[Aim 1]:
Answer these questions using the market commentary on earnings season, one answer per line:
(a) What do market participants cite as a reason to stay away from equities?
(b) How does hedge fund exposure compare with historical averages?
(c) What position do CTAs currently hold?
[Aim 2]: Translate this sentence from the market commentary on earnings season into Spanish: "A lot has changed since last quarter’s earnings, and many traders aren’t positioned for good news."

[Selected extract]:
:::::

Alright you degenerates...
Earnings season is right around the corner, which means we’ll finally see if the “economic deterioration” everyone’s been worried about comes to fruition. Market participants have been obsessing over the macro backdrop for the last few months, citing worsening fundamentals as a reason to stay away from equities. However, players may be pressing the panic button too early. A lot has changed since last quarter’s earnings, and many traders aren’t positioned for good news. While Hedge Funds have gotten more aggressive lately, they remain underexposed compared to historical averages. If earnings come out better than expected across the board and surpass expectations, institutions must scramble for exposure before the market gets away from them. CTAs are in the same boat; they are currently short index futures. Since they are trend followers by nature, they will chase strength and add exposure as the market climbs higher.

:::::

[Records provided]:
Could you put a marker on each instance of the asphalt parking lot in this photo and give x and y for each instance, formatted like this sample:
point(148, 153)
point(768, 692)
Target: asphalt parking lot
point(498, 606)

:::::

[Worked solution 1]:
(a) Worsening fundamentals.
(b) Hedge funds remain underexposed compared to historical averages.
(c) They are currently short index futures.

[Worked solution 2]: Mucho ha cambiado desde los resultados del último trimestre, y muchos operadores no están posicionados para recibir buenas noticias.